**GOAL:** Scale the coordinates in the answers by 2.2 for the lines from the one containing "point: the forewing, one" through the end of the material, inclusive, rounding each to a whole number with halves going up. Reproduce every line in that stretch, requests included, and give only those lines.

**STORED RECORDS:**
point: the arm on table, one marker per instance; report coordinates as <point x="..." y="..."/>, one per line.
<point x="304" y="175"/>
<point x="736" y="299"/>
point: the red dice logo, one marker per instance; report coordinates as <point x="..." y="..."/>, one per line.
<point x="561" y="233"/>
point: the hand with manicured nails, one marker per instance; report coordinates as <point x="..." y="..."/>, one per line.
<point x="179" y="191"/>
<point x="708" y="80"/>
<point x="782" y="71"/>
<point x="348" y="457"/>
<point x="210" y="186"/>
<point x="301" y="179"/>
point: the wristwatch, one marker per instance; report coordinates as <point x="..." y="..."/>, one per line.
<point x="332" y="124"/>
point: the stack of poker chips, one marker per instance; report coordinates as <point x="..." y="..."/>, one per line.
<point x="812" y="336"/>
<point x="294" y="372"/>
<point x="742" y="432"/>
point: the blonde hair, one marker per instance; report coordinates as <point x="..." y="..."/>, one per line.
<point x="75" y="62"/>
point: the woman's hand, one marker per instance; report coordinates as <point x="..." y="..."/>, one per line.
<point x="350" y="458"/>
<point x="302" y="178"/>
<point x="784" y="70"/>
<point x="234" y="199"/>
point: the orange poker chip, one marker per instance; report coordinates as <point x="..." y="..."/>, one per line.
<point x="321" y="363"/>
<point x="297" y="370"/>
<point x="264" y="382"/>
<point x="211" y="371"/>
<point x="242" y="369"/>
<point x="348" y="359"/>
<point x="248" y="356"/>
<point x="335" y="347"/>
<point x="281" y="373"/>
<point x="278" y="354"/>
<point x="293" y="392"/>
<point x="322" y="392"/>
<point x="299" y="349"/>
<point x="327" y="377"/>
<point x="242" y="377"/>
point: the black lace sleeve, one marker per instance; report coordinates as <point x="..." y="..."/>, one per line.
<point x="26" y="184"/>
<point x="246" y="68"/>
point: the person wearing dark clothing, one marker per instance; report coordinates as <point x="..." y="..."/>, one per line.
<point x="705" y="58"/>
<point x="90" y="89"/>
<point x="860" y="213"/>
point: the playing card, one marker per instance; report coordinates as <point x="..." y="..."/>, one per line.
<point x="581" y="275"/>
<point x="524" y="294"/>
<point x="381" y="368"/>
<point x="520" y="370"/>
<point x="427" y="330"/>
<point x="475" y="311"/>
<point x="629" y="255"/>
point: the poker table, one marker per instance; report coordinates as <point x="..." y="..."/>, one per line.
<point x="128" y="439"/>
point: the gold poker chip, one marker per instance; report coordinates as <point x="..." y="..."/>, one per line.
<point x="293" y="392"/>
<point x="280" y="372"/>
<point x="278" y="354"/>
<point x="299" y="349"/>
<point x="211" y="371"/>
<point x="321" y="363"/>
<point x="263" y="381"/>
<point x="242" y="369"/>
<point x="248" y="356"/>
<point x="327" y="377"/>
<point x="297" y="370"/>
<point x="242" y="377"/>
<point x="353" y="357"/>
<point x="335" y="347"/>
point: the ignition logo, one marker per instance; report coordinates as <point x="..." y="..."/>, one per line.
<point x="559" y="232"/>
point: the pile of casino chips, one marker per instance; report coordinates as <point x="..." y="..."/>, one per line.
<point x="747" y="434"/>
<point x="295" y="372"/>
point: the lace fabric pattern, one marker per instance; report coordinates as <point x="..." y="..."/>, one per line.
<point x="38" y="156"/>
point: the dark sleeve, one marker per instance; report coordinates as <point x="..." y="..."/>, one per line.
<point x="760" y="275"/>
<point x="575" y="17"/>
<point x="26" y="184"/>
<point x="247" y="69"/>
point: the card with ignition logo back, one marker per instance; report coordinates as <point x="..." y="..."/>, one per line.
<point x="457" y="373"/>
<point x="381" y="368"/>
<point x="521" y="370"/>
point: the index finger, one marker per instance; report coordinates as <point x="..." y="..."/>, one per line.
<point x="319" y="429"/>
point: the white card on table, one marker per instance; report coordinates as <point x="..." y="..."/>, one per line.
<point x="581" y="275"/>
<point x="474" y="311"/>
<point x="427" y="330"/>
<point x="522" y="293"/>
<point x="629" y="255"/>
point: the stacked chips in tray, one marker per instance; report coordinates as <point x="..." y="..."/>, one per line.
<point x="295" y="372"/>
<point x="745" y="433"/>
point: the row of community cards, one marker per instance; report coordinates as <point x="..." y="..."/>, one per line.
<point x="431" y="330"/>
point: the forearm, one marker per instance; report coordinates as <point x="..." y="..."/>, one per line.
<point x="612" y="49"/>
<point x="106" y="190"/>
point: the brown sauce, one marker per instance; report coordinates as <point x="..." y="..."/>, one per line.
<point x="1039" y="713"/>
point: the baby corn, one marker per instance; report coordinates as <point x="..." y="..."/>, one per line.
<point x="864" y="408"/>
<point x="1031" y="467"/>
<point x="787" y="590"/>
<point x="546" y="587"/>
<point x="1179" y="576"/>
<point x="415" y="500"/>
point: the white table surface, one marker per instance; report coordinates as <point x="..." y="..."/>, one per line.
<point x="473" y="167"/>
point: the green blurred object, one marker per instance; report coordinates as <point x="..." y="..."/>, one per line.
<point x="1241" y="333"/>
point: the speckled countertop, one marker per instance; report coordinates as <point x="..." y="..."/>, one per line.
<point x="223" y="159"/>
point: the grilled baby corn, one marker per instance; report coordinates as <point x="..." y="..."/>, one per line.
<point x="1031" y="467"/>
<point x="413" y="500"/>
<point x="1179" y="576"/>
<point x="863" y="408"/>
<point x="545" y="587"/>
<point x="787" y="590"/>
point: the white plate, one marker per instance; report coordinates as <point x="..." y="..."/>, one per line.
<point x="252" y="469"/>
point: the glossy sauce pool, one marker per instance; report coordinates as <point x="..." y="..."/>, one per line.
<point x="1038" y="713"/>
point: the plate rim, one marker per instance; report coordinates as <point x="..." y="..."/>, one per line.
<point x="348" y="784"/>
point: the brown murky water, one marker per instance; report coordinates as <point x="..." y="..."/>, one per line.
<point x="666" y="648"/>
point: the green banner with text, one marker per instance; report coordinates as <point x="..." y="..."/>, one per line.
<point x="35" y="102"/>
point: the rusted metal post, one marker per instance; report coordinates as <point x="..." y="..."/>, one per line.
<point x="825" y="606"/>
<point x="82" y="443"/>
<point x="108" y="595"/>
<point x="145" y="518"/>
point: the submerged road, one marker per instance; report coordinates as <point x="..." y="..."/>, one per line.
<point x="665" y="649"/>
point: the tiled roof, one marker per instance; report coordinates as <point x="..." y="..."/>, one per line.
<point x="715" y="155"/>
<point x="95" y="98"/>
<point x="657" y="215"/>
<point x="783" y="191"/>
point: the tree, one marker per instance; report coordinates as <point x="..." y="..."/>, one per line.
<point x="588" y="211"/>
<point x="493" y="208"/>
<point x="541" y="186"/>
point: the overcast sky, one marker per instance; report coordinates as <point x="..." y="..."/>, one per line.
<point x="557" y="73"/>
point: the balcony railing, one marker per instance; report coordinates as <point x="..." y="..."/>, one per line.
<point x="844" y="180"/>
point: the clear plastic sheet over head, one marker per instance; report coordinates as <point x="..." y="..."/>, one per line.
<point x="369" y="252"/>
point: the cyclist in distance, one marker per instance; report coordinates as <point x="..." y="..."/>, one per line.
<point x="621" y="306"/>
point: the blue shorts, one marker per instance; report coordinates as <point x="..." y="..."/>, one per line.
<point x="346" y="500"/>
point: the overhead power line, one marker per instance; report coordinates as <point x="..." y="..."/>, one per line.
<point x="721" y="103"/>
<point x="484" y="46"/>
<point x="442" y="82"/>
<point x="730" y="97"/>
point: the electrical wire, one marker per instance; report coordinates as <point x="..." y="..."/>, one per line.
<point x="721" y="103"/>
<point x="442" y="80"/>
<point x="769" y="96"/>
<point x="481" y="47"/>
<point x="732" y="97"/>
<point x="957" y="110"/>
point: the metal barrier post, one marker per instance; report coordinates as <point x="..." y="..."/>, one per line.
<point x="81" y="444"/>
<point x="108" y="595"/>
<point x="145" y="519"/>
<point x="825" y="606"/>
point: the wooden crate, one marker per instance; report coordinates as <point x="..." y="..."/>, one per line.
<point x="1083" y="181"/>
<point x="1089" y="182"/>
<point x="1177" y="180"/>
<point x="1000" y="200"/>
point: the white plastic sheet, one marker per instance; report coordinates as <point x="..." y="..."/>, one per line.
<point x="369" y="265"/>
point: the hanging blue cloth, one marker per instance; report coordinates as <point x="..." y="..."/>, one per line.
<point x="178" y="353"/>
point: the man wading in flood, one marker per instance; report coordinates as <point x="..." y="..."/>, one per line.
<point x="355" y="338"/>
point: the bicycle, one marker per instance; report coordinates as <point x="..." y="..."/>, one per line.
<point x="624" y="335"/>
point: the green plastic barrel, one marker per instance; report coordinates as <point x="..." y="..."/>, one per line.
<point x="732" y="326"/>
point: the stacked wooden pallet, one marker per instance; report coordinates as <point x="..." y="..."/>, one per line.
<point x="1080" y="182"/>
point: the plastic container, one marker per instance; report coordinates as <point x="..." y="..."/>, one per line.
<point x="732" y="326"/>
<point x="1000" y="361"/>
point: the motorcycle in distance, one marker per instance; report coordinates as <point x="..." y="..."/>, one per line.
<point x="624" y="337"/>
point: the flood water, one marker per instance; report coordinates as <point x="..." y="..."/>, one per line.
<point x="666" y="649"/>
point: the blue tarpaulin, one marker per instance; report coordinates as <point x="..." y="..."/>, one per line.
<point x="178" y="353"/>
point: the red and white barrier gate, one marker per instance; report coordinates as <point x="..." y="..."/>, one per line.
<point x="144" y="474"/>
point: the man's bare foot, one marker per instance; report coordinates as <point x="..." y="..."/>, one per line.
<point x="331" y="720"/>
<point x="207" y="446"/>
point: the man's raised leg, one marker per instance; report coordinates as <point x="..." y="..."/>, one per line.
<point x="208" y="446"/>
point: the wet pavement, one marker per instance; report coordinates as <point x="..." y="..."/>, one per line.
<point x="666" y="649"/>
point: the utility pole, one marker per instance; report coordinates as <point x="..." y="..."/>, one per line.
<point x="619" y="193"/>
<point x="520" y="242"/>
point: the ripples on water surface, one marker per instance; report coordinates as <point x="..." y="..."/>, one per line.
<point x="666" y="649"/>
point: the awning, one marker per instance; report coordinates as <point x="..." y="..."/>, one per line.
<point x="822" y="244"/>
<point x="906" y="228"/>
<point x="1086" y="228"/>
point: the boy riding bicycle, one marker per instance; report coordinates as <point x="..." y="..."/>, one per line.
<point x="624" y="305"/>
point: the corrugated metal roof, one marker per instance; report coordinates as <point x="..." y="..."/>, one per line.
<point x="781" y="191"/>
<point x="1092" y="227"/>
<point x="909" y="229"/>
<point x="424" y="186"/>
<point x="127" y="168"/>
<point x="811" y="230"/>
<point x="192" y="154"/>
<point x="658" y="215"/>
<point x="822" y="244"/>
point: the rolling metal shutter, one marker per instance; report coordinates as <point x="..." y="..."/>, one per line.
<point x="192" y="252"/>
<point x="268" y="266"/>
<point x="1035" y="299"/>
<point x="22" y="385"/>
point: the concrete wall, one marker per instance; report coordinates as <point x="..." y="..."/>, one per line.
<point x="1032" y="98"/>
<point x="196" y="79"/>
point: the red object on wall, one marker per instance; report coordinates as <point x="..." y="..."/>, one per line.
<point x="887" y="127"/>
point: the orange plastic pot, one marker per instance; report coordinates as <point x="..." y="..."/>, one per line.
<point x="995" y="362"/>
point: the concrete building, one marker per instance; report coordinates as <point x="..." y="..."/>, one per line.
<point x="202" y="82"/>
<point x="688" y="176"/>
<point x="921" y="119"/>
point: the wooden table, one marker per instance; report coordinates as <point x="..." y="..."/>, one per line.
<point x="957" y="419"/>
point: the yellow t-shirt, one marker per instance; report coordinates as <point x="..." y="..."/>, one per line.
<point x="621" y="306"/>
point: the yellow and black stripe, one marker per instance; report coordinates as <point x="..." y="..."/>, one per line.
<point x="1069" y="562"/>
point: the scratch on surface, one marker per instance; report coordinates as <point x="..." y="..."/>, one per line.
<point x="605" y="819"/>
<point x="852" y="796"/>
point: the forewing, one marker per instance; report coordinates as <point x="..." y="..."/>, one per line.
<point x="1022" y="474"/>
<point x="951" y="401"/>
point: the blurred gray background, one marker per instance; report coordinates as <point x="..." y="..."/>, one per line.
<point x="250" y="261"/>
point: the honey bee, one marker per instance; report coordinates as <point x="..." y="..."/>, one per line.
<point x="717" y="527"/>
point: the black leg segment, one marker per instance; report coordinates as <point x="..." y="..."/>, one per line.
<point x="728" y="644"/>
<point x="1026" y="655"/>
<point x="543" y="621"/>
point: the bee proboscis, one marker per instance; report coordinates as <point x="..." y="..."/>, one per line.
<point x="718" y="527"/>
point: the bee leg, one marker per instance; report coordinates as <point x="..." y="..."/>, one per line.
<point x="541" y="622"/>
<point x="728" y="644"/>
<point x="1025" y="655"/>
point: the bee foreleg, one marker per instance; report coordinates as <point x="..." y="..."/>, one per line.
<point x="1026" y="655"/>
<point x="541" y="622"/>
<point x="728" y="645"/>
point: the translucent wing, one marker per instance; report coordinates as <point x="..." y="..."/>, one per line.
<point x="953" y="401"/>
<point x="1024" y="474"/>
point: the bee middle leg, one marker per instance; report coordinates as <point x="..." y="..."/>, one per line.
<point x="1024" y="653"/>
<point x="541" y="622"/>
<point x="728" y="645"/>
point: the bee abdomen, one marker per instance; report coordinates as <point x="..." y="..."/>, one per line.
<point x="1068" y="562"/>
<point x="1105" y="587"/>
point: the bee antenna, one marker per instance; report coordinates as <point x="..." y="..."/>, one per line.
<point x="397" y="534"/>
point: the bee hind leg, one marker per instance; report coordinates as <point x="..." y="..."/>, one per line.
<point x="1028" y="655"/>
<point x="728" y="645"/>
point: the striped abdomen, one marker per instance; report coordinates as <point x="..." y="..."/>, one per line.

**EXERCISE OUTPUT:**
point: the forewing, one marker per instance; report coordinates as <point x="..." y="..."/>, one per line.
<point x="2248" y="1043"/>
<point x="2092" y="882"/>
point: the blurred gray background, one marker per instance; report coordinates as <point x="..." y="..."/>, one per line.
<point x="550" y="574"/>
point: the honey bee, one marker per instance; report coordinates as <point x="..." y="..."/>, one per line.
<point x="1577" y="1159"/>
point: the black leg segment, one marker per instance; report coordinates as <point x="..." y="..."/>, one per line.
<point x="1602" y="1417"/>
<point x="2257" y="1441"/>
<point x="1195" y="1366"/>
point: the bee proboscis, one marker per instance; report coordinates as <point x="..." y="..."/>, one per line.
<point x="1580" y="1159"/>
point: the bee leg, one marker per instance; report coordinates as <point x="..." y="..."/>, one per line.
<point x="1190" y="1368"/>
<point x="1602" y="1417"/>
<point x="2255" y="1441"/>
point: the bee foreleg, one marker per instance; report coordinates as <point x="..." y="..."/>, one per line.
<point x="2257" y="1441"/>
<point x="1190" y="1368"/>
<point x="1602" y="1419"/>
point: the translucent wing, one marker per instance; report coordinates as <point x="..." y="..."/>, one per line.
<point x="2097" y="882"/>
<point x="2253" y="1043"/>
point: the bee middle leg, one marker per instance; report coordinates as <point x="..." y="..."/>, one per line.
<point x="2253" y="1437"/>
<point x="1190" y="1368"/>
<point x="1602" y="1419"/>
point: the bee abdomen, one marker per instance; report coordinates as <point x="..." y="..."/>, one per line.
<point x="2350" y="1236"/>
<point x="2431" y="1291"/>
point: the bee antenna, one marker per instance; report coordinates as <point x="..." y="..."/>, one per line.
<point x="873" y="1175"/>
point: the bee hind leg, one marker per instance; report coordinates as <point x="..." y="..."/>, one per line.
<point x="2262" y="1441"/>
<point x="1602" y="1419"/>
point: the striped abdomen, one marker per instance; report coordinates as <point x="..." y="..."/>, one per line.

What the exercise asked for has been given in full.